(INFORMATION GIVEN)
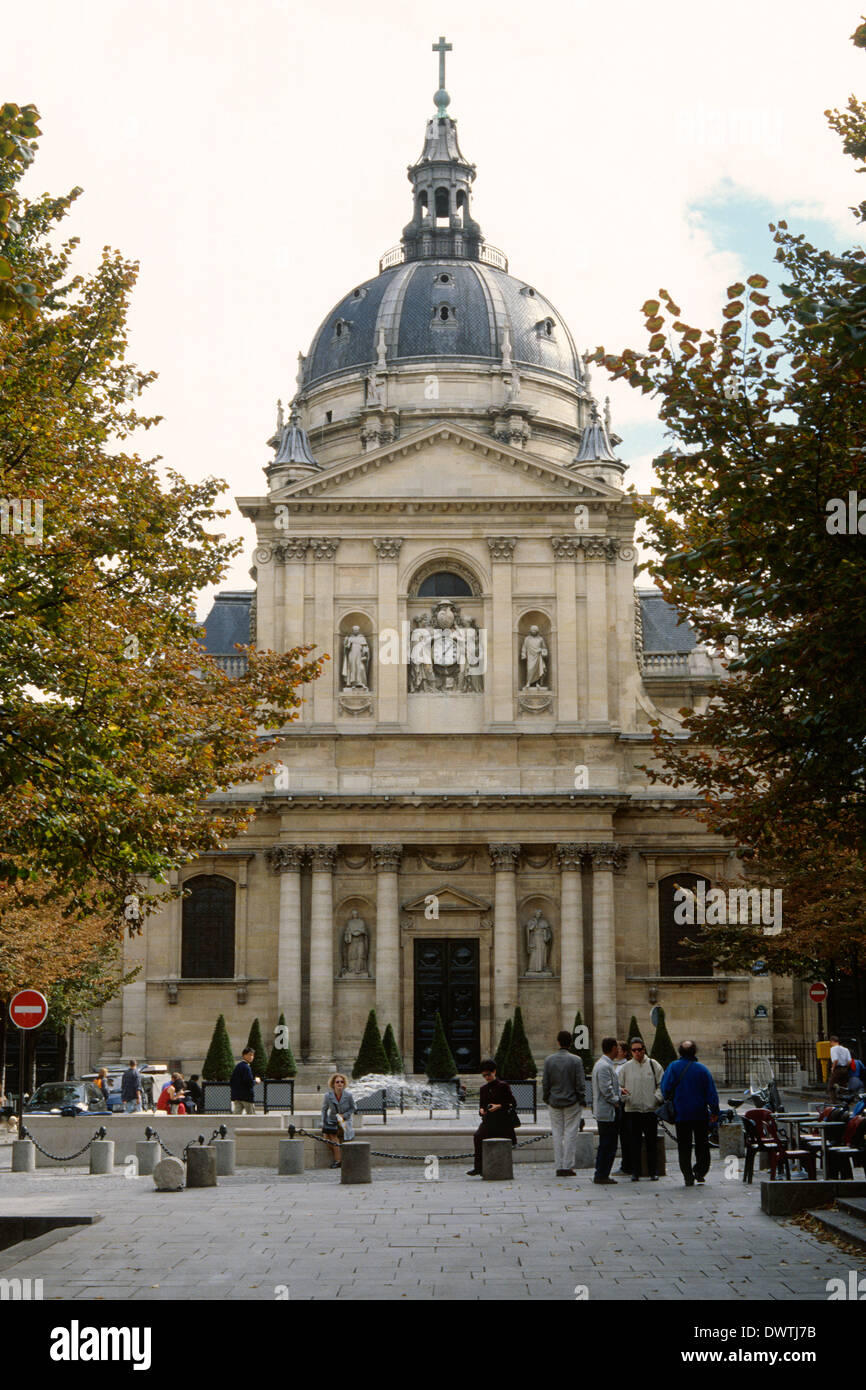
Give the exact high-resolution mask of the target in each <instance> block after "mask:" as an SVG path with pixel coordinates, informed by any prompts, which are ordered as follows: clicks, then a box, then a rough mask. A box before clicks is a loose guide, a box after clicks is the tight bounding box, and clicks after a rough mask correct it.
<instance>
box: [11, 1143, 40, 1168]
mask: <svg viewBox="0 0 866 1390" xmlns="http://www.w3.org/2000/svg"><path fill="white" fill-rule="evenodd" d="M35 1172H36V1145H35V1144H33V1141H32V1138H14V1140H13V1173H35Z"/></svg>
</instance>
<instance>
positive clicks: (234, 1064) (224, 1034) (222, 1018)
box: [202, 1015, 235, 1081]
mask: <svg viewBox="0 0 866 1390" xmlns="http://www.w3.org/2000/svg"><path fill="white" fill-rule="evenodd" d="M234 1070H235V1054H234V1052H232V1044H231V1041H229V1037H228V1029H227V1027H225V1019H224V1016H222V1015H220V1017H218V1019H217V1026H215V1029H214V1036H213V1038H211V1040H210V1047H209V1049H207V1056H206V1058H204V1066H203V1068H202V1080H203V1081H229V1080H231V1076H232V1072H234Z"/></svg>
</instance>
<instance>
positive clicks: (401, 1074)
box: [382, 1023, 406, 1076]
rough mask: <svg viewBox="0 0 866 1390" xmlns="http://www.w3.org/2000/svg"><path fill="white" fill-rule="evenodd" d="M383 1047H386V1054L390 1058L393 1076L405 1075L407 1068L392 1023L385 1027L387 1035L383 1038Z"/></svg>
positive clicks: (385, 1029) (382, 1044)
mask: <svg viewBox="0 0 866 1390" xmlns="http://www.w3.org/2000/svg"><path fill="white" fill-rule="evenodd" d="M382 1047H384V1048H385V1056H386V1058H388V1070H389V1072H391V1074H392V1076H403V1072H405V1070H406V1069H405V1066H403V1058H402V1056H400V1049H399V1047H398V1040H396V1038H395V1036H393V1029H392V1027H391V1023H389V1024H388V1027H386V1029H385V1037H384V1038H382Z"/></svg>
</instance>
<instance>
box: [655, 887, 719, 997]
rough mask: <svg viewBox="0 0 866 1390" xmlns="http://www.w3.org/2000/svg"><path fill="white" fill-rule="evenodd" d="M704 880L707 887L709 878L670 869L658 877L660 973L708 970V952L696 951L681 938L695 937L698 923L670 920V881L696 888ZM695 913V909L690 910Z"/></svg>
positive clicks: (710, 960)
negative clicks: (669, 869)
mask: <svg viewBox="0 0 866 1390" xmlns="http://www.w3.org/2000/svg"><path fill="white" fill-rule="evenodd" d="M699 883H705V884H706V888H708V891H709V887H710V881H709V878H703V877H702V876H699V874H694V873H673V874H669V877H667V878H662V880H660V881H659V965H660V972H662V974H712V973H713V962H712V960H710V959H709V956H703V955H698V954H696V952H695V951H691V949H689V948H688V947H684V945H680V942H681V941H696V940H698V938H699V934H701V931H702V927H701V924H699V923H696V922H695V923H694V924H692V923H688V922H683V920H674V910H677V903H674V892H676V887H674V884H678V885H680V888H687V890H688V891H689V892H696V888H698V884H699ZM694 916H696V910H695V913H694ZM677 917H678V919H683V917H684V908H680V909H678V912H677Z"/></svg>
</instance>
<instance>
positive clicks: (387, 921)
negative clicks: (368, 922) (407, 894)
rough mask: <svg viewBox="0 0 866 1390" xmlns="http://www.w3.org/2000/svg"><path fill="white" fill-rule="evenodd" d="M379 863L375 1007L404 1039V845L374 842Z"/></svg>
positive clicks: (379, 1025)
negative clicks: (402, 917) (400, 903)
mask: <svg viewBox="0 0 866 1390" xmlns="http://www.w3.org/2000/svg"><path fill="white" fill-rule="evenodd" d="M370 853H371V856H373V862H374V863H375V1009H377V1015H378V1019H379V1026H381V1029H382V1030H384V1029H385V1027H386V1026H388V1023H391V1026H392V1027H393V1031H395V1036H396V1038H398V1047H399V1048H400V1049H402V1047H403V1044H402V1038H400V1031H402V1027H400V1020H402V1009H400V898H399V890H398V873H399V869H400V858H402V855H403V847H402V845H371V847H370Z"/></svg>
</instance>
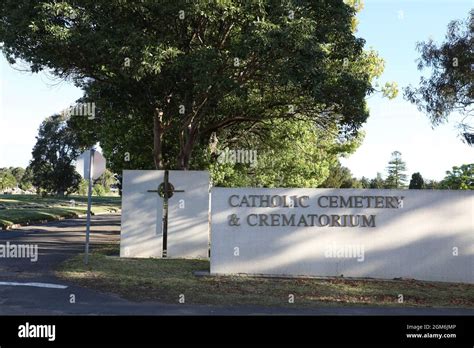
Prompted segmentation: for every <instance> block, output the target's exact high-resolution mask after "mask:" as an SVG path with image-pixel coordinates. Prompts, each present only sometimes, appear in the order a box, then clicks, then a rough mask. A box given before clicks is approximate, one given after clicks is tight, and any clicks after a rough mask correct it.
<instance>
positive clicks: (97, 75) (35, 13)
mask: <svg viewBox="0 0 474 348" xmlns="http://www.w3.org/2000/svg"><path fill="white" fill-rule="evenodd" d="M352 3H354V4H358V3H359V1H352ZM355 14H356V9H355V7H354V6H351V5H347V4H345V3H344V2H343V1H342V0H316V1H315V0H311V1H310V0H303V1H290V0H283V1H280V0H279V1H266V2H264V1H215V2H214V1H210V2H209V1H176V2H173V1H169V2H161V1H154V0H143V1H140V2H132V1H100V2H97V1H93V0H82V1H77V0H67V1H61V2H50V1H34V2H33V1H28V0H4V1H2V2H1V4H0V18H1V20H0V41H3V51H4V53H5V55H6V57H7V59H8V60H9V61H10V62H11V63H14V62H15V61H16V60H17V59H22V60H25V61H27V62H28V63H30V64H31V70H32V71H40V70H43V69H49V70H50V71H51V72H52V73H53V74H54V75H56V76H58V77H60V78H69V79H71V80H73V81H74V83H75V84H76V85H77V86H79V87H81V88H83V89H84V90H85V98H84V100H83V101H88V102H94V103H96V107H97V114H98V115H99V117H96V118H95V119H93V120H90V119H87V118H85V117H82V118H78V117H76V118H74V119H72V120H71V121H72V122H71V123H72V125H75V126H76V128H75V129H80V130H81V133H82V134H81V137H82V141H83V142H84V143H86V142H87V143H89V144H91V143H93V142H95V141H97V140H100V142H101V146H102V148H103V149H104V151H105V153H106V155H107V157H108V158H109V159H110V160H111V163H112V169H113V170H117V169H122V168H127V166H131V167H134V168H137V167H142V168H149V167H151V166H152V165H154V166H155V167H156V168H164V167H165V168H181V169H187V168H190V167H191V166H192V161H191V159H192V155H193V154H194V155H196V156H202V154H199V153H198V152H202V149H203V144H207V142H208V139H209V137H210V135H211V134H212V133H214V132H216V133H217V136H218V138H220V137H221V133H222V132H223V131H225V130H226V129H228V128H233V129H237V130H240V131H241V132H245V131H248V130H249V129H250V130H251V129H257V128H258V127H256V128H255V127H254V126H255V125H264V126H265V125H266V126H268V124H271V122H273V121H276V120H282V121H287V122H292V121H294V120H303V121H306V122H308V123H311V124H317V125H318V126H319V127H321V128H322V129H326V128H327V129H329V128H331V129H332V128H333V126H334V125H335V124H336V125H337V129H336V132H337V133H338V138H339V139H342V140H344V139H345V140H347V141H350V140H352V139H353V138H354V137H356V136H357V131H358V129H359V128H360V126H361V125H362V124H363V123H364V122H365V120H366V119H367V117H368V110H367V108H366V103H365V97H366V96H367V95H368V94H370V93H372V92H374V89H373V88H372V85H371V82H372V80H373V79H374V78H375V77H377V76H379V75H380V74H381V72H382V70H383V64H382V61H381V60H380V59H379V58H378V56H377V55H376V53H375V52H373V51H367V52H366V51H364V50H363V46H364V40H363V39H361V38H356V37H355V35H354V25H355V24H354V23H355V21H354V19H355Z"/></svg>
(End INFORMATION GIVEN)
- [WORK TO BE COMPLETED] Omitting all pictures, copy the preceding entries without any alteration.

- [RESPONSE BOX]
Give the exact high-resolution mask of the target in each <instance> block after "mask:" as an SVG path with pixel coordinates, informed by any prompts, which are ordered as follows: clicks, then a box, then a rough mask. A box before clicks is a loose guide, a box after clicks is the tight bounding box, and clicks after a rough mask correct it.
<instance>
box: [11, 1143, 40, 1168]
mask: <svg viewBox="0 0 866 1390" xmlns="http://www.w3.org/2000/svg"><path fill="white" fill-rule="evenodd" d="M35 1172H36V1145H35V1144H33V1141H32V1138H14V1140H13V1173H35Z"/></svg>
</instance>
<instance>
positive clicks: (234, 1064) (224, 1034) (222, 1018)
box: [202, 1015, 235, 1081]
mask: <svg viewBox="0 0 866 1390" xmlns="http://www.w3.org/2000/svg"><path fill="white" fill-rule="evenodd" d="M234 1070H235V1054H234V1052H232V1044H231V1041H229V1037H228V1029H227V1027H225V1019H224V1016H222V1015H220V1017H218V1019H217V1026H215V1029H214V1036H213V1038H211V1040H210V1047H209V1049H207V1056H206V1058H204V1066H203V1068H202V1080H203V1081H229V1080H231V1076H232V1072H234Z"/></svg>
</instance>
<instance>
positive clicks: (401, 1074)
box: [382, 1023, 406, 1076]
rough mask: <svg viewBox="0 0 866 1390" xmlns="http://www.w3.org/2000/svg"><path fill="white" fill-rule="evenodd" d="M383 1047H386V1054L390 1058L393 1076L405 1075L407 1068L392 1023L385 1027L387 1035L383 1038Z"/></svg>
positive clicks: (385, 1029) (382, 1044)
mask: <svg viewBox="0 0 866 1390" xmlns="http://www.w3.org/2000/svg"><path fill="white" fill-rule="evenodd" d="M382 1047H384V1048H385V1056H386V1058H388V1070H389V1072H391V1074H392V1076H403V1072H405V1070H406V1069H405V1066H403V1058H402V1056H400V1049H399V1047H398V1040H396V1038H395V1036H393V1029H392V1027H391V1023H389V1024H388V1027H386V1029H385V1037H384V1038H382Z"/></svg>
</instance>
<instance>
box: [655, 887, 719, 997]
rough mask: <svg viewBox="0 0 866 1390" xmlns="http://www.w3.org/2000/svg"><path fill="white" fill-rule="evenodd" d="M704 880L707 887L709 878L670 869L658 877L660 973L708 970V952L696 951L681 938L695 937L698 923L670 920V881L696 888ZM695 913V909L690 910Z"/></svg>
positive clicks: (710, 960)
negative clicks: (669, 869)
mask: <svg viewBox="0 0 866 1390" xmlns="http://www.w3.org/2000/svg"><path fill="white" fill-rule="evenodd" d="M699 883H705V884H706V888H708V891H709V887H710V881H709V878H703V877H702V876H699V874H694V873H673V874H669V877H667V878H662V880H660V881H659V965H660V972H662V974H712V973H713V962H712V960H710V959H709V956H703V955H698V954H696V952H695V951H691V949H689V948H688V947H684V945H680V942H681V941H696V940H698V938H699V934H701V931H702V927H701V924H699V923H696V922H695V923H694V924H692V923H688V922H683V920H674V910H677V903H674V892H676V887H674V884H678V885H680V888H687V890H688V891H689V892H696V888H698V884H699ZM694 916H696V910H695V913H694ZM677 917H678V919H683V917H684V908H680V909H678V912H677Z"/></svg>
</instance>
<instance>
positive clicks: (387, 921)
negative clicks: (368, 922) (407, 894)
rough mask: <svg viewBox="0 0 866 1390" xmlns="http://www.w3.org/2000/svg"><path fill="white" fill-rule="evenodd" d="M379 863L375 1007L404 1039V845L374 842Z"/></svg>
positive clicks: (379, 1025)
negative clicks: (402, 917) (400, 903)
mask: <svg viewBox="0 0 866 1390" xmlns="http://www.w3.org/2000/svg"><path fill="white" fill-rule="evenodd" d="M370 853H371V856H373V862H374V863H375V1009H377V1015H378V1019H379V1026H381V1029H382V1030H384V1029H385V1027H386V1026H388V1023H391V1026H392V1027H393V1031H395V1036H396V1038H398V1047H399V1048H400V1049H402V1047H403V1044H402V1038H400V1031H402V1027H400V1020H402V1009H400V898H399V890H398V873H399V869H400V858H402V855H403V847H402V845H371V847H370Z"/></svg>
</instance>
Prompted segmentation: for every <instance> block, output the target's exact high-resolution mask after "mask:" as an SVG path with image-pixel coordinates. Prompts, each present only sometimes, appear in the order a box, then clicks, then a rough mask. A box given before clicks is approximate, one given after clicks is tight, and any clicks after a rough mask correct it.
<instance>
positive clicks: (97, 75) (35, 13)
mask: <svg viewBox="0 0 474 348" xmlns="http://www.w3.org/2000/svg"><path fill="white" fill-rule="evenodd" d="M352 3H354V4H358V3H359V1H352ZM355 14H356V9H355V7H354V6H351V5H347V4H345V3H344V2H343V1H342V0H316V1H315V0H311V1H310V0H303V1H290V0H283V1H280V0H279V1H266V2H264V1H215V2H214V1H210V2H209V1H176V2H173V1H169V2H161V1H154V0H143V1H140V2H132V1H100V2H97V1H93V0H82V1H77V0H67V1H61V2H50V1H34V2H33V1H28V0H4V1H2V2H1V4H0V18H1V20H0V41H3V51H4V53H5V55H6V57H7V59H8V60H9V61H10V62H11V63H14V62H15V61H16V60H17V59H22V60H25V61H27V62H28V63H30V64H31V70H32V71H40V70H43V69H49V70H50V71H51V72H52V73H53V74H54V75H56V76H58V77H60V78H69V79H71V80H73V81H74V83H75V84H76V85H77V86H79V87H81V88H83V89H84V90H85V98H84V100H83V101H88V102H94V103H96V107H97V114H98V115H99V117H96V118H95V119H93V120H90V119H87V118H85V117H82V118H78V117H76V118H74V119H72V120H71V121H72V122H71V123H72V125H75V126H76V128H75V129H80V130H81V133H82V134H81V137H82V141H83V142H84V143H86V142H87V143H89V144H91V143H93V142H95V141H97V140H100V142H101V146H102V148H103V149H104V151H105V153H106V155H107V157H108V158H109V159H110V160H111V163H112V169H113V170H117V169H122V168H127V166H131V167H134V168H137V167H142V168H149V167H151V166H152V165H154V166H155V167H156V168H164V167H165V168H181V169H187V168H190V167H191V166H192V161H191V159H192V155H193V154H194V155H196V156H202V154H199V153H198V152H202V149H203V144H207V142H208V139H209V137H210V135H211V134H212V133H214V132H216V133H217V136H218V138H220V137H221V133H222V132H223V131H225V130H226V129H228V128H233V129H237V130H240V131H241V132H245V131H248V130H249V129H250V130H251V129H257V128H258V127H256V128H255V127H254V126H255V125H264V126H265V125H266V126H268V124H271V122H273V121H276V120H282V121H287V122H292V121H294V120H303V121H306V122H308V123H311V124H317V125H318V126H319V127H321V128H322V129H326V128H327V129H329V128H331V129H332V128H333V126H334V125H335V124H336V125H337V129H336V132H337V133H338V138H339V139H342V140H344V139H345V140H347V141H350V140H352V139H353V138H354V137H356V136H357V131H358V129H359V128H360V126H361V125H362V124H363V123H364V122H365V120H366V119H367V117H368V110H367V108H366V103H365V97H366V96H367V95H368V94H370V93H372V92H374V89H373V88H372V85H371V82H372V80H373V79H374V78H375V77H377V76H379V75H380V74H381V72H382V70H383V64H382V61H381V60H380V59H379V58H378V56H377V55H376V53H375V52H373V51H367V52H366V51H364V50H363V46H364V40H363V39H361V38H356V37H355V35H354V25H355V24H354V23H355V21H354V19H355Z"/></svg>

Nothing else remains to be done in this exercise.